===== Exercise inputs
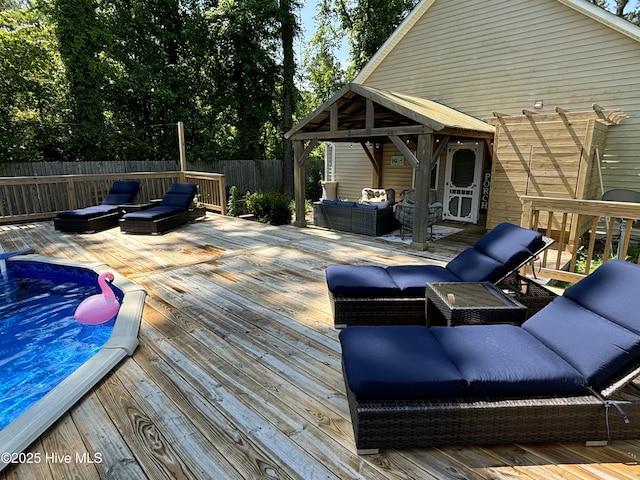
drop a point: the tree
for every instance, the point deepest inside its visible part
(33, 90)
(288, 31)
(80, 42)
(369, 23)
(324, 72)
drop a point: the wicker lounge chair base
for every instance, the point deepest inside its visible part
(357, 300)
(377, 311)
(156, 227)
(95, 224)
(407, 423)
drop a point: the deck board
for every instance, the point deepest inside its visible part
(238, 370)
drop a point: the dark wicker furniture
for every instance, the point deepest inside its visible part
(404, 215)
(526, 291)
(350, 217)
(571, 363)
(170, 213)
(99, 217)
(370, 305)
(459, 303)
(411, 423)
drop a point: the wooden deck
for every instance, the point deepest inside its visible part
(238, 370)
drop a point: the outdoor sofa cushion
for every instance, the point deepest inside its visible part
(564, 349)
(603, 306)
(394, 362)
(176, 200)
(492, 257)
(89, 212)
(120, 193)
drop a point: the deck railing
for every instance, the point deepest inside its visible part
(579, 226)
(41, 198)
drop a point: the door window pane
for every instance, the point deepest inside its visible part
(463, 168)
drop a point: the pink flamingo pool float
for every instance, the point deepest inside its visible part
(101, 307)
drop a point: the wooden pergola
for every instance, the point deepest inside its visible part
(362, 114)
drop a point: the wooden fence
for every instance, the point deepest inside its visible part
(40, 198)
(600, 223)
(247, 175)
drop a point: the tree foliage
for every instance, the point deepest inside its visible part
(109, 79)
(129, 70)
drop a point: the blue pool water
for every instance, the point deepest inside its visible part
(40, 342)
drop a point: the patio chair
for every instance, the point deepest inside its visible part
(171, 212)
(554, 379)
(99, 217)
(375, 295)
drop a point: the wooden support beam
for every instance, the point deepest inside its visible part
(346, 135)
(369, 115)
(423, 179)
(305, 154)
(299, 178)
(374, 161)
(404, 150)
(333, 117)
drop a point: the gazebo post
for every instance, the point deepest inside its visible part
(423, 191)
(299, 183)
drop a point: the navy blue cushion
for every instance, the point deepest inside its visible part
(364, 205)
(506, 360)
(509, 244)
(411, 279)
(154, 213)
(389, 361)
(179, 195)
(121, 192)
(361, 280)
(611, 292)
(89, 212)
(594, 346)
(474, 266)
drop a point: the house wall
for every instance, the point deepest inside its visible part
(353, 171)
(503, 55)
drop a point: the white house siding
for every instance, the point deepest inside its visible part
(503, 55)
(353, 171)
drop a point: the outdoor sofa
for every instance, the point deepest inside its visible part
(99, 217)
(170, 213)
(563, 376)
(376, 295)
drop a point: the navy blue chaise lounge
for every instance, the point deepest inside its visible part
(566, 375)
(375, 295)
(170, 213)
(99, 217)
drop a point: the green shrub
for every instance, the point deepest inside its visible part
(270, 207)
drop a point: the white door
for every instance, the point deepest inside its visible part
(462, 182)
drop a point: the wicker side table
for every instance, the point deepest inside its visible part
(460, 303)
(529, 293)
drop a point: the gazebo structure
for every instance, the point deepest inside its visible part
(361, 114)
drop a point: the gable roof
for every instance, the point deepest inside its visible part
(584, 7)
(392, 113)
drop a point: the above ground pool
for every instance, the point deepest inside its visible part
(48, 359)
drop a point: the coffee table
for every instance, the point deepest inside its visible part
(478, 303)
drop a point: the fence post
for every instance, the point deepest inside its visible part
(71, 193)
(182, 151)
==========
■ **Goal**: Write the records out once more, exactly as they appear, with no pictures.

■ **Task response**:
drop a point: the tree
for every instance, the point deepest inside its visible part
(33, 90)
(288, 31)
(80, 42)
(369, 23)
(324, 72)
drop a point: the wicker lounge chair base
for every instance, the point deepest inside its visible part
(357, 300)
(377, 311)
(156, 227)
(95, 224)
(407, 423)
drop a point: the deck board
for every instance, the point deepest inside its visible part
(238, 370)
drop a point: the dark wicker furniture
for every instance, the point deepest inside its visible part
(404, 215)
(526, 291)
(350, 217)
(571, 363)
(170, 213)
(99, 217)
(370, 305)
(459, 303)
(411, 423)
drop a point: the wooden deck
for every instance, the point deepest inside its visible part
(238, 370)
drop a point: the outdoor sofa cushion
for every instance, the point deepest inside its visible part
(564, 349)
(603, 306)
(394, 362)
(176, 200)
(492, 257)
(89, 212)
(120, 193)
drop a point: the deck railing
for every instance, the point deepest inside its visible part
(579, 226)
(41, 198)
drop a point: the door window pane
for every instance, the point deepest inside its visible part
(463, 168)
drop a point: the pink flamingo pool float
for every instance, the point deepest inside its visible part
(101, 307)
drop a point: the wooden pergola
for every instance, the point deepest inside its visible part
(362, 114)
drop a point: the wooden fence
for every instance, the point deepest inside its visible part
(40, 198)
(600, 223)
(247, 175)
drop a point: the tree foliage
for every instance, the point deepest inside its visible part
(109, 79)
(129, 70)
drop a point: the blue pool water
for every instance, the point deepest inside its visible part
(40, 342)
drop a point: the patio chair
for every instance, the point deepest inside its visible part
(171, 212)
(554, 379)
(99, 217)
(375, 295)
drop a point: the wooden support beam
for every instance, the point deepest inside its visible part
(346, 135)
(369, 115)
(423, 179)
(305, 154)
(299, 178)
(374, 161)
(404, 150)
(333, 117)
drop a point: the gazebo post
for every instance, the point deepest inside its visible part
(423, 191)
(299, 183)
drop a point: the navy blue cushion
for every instance, the point deepest inside its visible part
(364, 205)
(506, 360)
(509, 244)
(411, 279)
(154, 213)
(389, 361)
(179, 195)
(121, 192)
(361, 280)
(611, 292)
(89, 212)
(594, 346)
(474, 266)
drop a point: the house wall
for every instance, the point deepest inside its visible part
(353, 171)
(503, 55)
drop a point: the white house siding
for every instance, the point deepest inside its visible part
(503, 55)
(353, 171)
drop a point: the outdoor sofa
for every instance, the point deepest inside its visible part
(99, 217)
(170, 213)
(563, 376)
(376, 295)
drop a point: the navy blue chaise lounge
for every instance, the point deepest inside its visible part
(566, 375)
(375, 295)
(170, 213)
(99, 217)
drop a point: the green shrub
for every instance, the point deepest inside its visible part
(270, 207)
drop a point: the white door
for every instance, the point deepest inside its visible part
(462, 182)
drop a point: the wicker side table
for every instance, the point deepest inside its visible part
(460, 303)
(529, 293)
drop a point: the gazebo structure
for every instance, the point deepest inside its visible part
(361, 114)
drop a point: the gable roof
for every instance, the point deepest inside its visible part
(584, 7)
(392, 113)
drop a point: the above ground pool
for every instance, the point deepest inside its visible part
(48, 359)
drop a point: the coffee table
for every instance, the point deepest inside its visible part
(478, 303)
drop a point: the fence post
for every instance, the point deepest inside its visible part
(71, 193)
(182, 151)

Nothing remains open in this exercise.